▶ [WHAT IS ASKED] In the entries from the first line up to and including the line with "(1054, 465)", could you switch "hazy sky" to "overcast sky" and write those lines out again with nothing else changed?
╭─ GIVEN RECORDS
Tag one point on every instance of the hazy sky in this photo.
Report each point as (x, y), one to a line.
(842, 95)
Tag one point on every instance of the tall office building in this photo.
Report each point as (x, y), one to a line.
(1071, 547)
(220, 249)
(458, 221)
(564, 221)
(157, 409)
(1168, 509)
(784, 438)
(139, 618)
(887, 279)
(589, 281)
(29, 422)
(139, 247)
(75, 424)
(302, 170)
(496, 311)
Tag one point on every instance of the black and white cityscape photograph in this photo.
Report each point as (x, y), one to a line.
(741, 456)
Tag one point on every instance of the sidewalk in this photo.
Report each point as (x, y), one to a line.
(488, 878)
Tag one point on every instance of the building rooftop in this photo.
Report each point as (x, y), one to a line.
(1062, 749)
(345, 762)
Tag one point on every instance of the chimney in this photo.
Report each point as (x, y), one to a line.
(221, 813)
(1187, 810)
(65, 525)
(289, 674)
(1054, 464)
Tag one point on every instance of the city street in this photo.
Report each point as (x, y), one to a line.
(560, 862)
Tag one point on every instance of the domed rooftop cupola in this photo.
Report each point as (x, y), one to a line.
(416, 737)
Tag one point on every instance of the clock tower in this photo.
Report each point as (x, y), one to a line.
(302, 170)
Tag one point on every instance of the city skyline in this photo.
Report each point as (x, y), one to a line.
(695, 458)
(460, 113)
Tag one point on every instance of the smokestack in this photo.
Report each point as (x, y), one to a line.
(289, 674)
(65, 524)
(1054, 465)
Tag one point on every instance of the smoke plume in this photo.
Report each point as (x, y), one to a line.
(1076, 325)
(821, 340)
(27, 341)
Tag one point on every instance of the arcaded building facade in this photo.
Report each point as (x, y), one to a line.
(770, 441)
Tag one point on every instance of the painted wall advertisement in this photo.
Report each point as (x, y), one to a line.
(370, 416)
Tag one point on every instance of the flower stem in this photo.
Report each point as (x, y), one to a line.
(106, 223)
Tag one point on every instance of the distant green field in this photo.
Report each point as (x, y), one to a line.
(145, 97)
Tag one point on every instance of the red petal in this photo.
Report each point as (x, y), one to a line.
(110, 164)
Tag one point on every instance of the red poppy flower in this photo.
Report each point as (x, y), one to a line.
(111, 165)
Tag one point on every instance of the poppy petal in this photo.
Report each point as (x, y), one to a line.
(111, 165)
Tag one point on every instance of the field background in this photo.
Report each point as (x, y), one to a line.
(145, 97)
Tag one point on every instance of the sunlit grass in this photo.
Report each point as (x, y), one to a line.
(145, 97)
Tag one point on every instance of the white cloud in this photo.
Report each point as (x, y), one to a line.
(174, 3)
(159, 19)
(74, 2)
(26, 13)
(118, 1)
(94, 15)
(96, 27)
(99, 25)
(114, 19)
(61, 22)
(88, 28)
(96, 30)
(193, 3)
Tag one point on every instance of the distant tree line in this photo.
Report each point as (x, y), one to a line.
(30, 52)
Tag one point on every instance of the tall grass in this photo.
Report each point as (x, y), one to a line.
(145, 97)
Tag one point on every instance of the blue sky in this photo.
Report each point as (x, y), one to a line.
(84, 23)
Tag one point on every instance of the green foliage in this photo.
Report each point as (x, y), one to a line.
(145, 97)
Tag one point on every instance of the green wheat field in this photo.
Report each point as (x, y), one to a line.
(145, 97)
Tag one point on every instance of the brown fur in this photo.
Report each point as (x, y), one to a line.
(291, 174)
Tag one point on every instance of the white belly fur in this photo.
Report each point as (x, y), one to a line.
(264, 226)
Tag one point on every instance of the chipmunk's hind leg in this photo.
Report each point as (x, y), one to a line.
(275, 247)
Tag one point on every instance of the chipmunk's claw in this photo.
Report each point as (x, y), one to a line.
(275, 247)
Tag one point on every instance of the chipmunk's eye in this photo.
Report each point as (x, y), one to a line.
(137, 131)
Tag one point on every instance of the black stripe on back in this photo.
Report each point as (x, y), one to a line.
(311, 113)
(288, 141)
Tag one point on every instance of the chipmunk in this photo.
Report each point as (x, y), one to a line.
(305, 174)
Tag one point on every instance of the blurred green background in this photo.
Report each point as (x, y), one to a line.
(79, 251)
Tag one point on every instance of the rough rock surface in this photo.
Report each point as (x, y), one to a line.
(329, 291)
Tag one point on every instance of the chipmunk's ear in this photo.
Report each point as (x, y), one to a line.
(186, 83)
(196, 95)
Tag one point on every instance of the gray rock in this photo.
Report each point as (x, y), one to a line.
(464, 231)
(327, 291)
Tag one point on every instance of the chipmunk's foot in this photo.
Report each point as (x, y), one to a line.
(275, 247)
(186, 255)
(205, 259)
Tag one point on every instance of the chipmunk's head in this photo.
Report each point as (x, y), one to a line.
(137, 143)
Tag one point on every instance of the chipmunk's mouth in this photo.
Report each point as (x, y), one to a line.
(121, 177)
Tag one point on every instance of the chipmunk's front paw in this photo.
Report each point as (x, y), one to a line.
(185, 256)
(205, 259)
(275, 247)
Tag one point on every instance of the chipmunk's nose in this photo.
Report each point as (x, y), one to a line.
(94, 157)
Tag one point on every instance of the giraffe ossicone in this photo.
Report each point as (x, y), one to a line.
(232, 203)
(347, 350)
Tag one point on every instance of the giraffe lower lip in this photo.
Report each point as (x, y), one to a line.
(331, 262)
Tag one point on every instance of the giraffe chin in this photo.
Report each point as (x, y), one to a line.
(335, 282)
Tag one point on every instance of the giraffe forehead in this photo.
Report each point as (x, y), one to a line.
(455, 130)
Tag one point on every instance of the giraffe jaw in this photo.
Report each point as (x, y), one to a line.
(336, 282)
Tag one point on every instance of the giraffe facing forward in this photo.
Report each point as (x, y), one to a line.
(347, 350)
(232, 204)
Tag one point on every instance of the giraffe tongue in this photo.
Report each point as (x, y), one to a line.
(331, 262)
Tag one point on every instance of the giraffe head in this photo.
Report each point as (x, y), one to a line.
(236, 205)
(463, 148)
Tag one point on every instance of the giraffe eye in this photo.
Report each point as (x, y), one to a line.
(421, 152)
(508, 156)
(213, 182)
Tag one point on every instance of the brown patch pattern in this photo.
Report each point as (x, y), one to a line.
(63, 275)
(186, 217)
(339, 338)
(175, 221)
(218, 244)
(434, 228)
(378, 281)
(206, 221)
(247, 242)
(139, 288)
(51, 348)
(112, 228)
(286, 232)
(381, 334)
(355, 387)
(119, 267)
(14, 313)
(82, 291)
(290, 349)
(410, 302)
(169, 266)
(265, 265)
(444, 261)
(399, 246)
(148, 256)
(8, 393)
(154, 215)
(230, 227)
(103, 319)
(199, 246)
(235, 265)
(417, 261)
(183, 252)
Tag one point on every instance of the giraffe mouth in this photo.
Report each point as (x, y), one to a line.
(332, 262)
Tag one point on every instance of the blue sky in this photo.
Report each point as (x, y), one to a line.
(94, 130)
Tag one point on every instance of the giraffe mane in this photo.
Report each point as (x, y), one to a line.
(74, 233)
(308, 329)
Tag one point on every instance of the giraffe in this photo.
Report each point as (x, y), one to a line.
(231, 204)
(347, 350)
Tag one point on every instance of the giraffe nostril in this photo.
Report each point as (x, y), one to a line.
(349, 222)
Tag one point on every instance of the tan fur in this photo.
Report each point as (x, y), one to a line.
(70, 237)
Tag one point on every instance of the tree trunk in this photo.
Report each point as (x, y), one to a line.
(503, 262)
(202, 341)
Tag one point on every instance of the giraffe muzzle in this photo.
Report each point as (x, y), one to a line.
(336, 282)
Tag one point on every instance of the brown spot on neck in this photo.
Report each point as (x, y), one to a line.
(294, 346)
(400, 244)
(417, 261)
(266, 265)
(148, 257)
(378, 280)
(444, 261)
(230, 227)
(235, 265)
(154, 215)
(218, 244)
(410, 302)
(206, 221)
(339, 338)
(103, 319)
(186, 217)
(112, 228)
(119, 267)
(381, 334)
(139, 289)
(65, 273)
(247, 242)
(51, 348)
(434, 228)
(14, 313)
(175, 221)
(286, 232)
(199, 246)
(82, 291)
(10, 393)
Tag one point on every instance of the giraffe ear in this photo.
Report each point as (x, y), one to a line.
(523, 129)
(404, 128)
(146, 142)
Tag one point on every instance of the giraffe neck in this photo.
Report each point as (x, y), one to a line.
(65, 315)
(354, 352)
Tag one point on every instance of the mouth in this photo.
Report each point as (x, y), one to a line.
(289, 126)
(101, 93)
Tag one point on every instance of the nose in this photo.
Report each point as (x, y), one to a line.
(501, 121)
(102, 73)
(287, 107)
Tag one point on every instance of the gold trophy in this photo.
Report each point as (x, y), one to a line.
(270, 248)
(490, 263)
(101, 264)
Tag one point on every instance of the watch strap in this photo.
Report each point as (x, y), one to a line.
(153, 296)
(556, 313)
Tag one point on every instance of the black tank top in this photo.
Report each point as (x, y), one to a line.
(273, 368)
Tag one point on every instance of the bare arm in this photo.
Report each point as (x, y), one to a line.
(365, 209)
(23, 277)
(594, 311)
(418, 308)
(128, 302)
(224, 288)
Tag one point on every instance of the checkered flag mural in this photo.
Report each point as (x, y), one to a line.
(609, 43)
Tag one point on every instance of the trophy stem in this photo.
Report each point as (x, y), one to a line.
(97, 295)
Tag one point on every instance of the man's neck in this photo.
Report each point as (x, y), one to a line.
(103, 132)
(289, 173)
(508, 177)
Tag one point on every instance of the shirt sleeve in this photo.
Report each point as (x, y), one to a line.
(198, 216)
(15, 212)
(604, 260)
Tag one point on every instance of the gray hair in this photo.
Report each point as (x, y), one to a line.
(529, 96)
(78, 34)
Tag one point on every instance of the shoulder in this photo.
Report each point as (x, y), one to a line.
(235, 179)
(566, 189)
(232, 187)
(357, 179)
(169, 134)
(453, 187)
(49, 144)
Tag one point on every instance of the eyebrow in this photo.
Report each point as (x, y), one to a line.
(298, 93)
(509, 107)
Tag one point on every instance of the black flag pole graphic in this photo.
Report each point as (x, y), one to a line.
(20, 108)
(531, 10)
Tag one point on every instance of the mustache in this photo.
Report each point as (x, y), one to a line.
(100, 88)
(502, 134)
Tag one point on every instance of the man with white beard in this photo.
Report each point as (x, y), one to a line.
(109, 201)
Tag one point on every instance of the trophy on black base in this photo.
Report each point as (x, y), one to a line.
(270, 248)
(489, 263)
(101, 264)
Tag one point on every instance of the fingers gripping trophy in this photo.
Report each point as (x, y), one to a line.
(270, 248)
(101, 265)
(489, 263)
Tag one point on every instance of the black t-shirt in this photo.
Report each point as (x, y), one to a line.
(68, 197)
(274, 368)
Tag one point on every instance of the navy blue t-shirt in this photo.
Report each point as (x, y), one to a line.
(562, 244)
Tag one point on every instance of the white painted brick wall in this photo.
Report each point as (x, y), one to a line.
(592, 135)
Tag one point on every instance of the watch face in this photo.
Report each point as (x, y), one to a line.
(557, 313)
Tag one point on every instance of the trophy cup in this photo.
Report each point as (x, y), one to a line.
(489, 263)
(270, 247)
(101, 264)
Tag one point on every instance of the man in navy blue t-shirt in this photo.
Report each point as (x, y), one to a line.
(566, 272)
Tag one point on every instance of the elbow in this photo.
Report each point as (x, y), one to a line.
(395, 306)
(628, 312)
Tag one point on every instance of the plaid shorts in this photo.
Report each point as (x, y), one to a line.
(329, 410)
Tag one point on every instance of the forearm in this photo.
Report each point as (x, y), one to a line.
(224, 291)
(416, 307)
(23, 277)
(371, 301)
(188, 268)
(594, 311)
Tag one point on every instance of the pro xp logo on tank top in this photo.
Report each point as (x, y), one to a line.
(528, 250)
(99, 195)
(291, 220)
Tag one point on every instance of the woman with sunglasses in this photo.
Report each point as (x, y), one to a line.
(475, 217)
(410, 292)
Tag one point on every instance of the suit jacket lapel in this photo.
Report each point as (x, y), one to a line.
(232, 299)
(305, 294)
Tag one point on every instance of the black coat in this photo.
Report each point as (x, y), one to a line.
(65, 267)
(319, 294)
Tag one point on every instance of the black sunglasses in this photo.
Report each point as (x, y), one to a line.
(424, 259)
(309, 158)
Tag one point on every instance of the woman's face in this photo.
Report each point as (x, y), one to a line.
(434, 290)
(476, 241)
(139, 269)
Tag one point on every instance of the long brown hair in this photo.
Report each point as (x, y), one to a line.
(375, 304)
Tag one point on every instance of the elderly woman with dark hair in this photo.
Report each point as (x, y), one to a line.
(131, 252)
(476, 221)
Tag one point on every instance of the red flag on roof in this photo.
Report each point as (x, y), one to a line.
╰─
▶ [TASK OUTPUT]
Tag one point on every instance of the overcast sky in this photo.
Report each point as (x, y), one to a line.
(842, 95)
Tag one point on every instance of the tall office building in this photo.
Report each point as (x, y), one to a line.
(1071, 547)
(220, 249)
(458, 221)
(564, 221)
(157, 409)
(1168, 509)
(784, 438)
(139, 618)
(887, 279)
(589, 281)
(29, 422)
(139, 247)
(75, 424)
(302, 170)
(496, 311)
Tag one point on every instance of the black and white cityscape photograph in this photo.
Report each point as (x, y), one to a line.
(741, 456)
Tag one point on every instance of the sidewalk in this photo.
Report each point as (x, y), one to a line.
(488, 878)
Tag one point on every instance of the building rooftop in this photo.
Report each point as (x, y), one to a line.
(1062, 749)
(345, 762)
Tag one point on every instance of the chimney in this photo.
Report each point as (x, y), one to a line.
(221, 813)
(1187, 810)
(65, 525)
(289, 674)
(1054, 464)
Tag one point on every instance of the city street in this photo.
Report each point as (x, y), one to a line.
(560, 862)
Tag one point on every instance of the domed rooftop cupola in this photo.
Report each point as (x, y), one to a line.
(416, 737)
Tag one point on every instance of the clock tower in this photo.
Report each point as (x, y), one to a line.
(302, 170)
Tag one point on every instance of the city skyline in this photo.
Report each point as (x, y), one to a line.
(695, 458)
(460, 113)
Tag one point on every instance of the smokestack in this photo.
Report each point as (x, y), one to a line.
(289, 674)
(65, 524)
(1054, 465)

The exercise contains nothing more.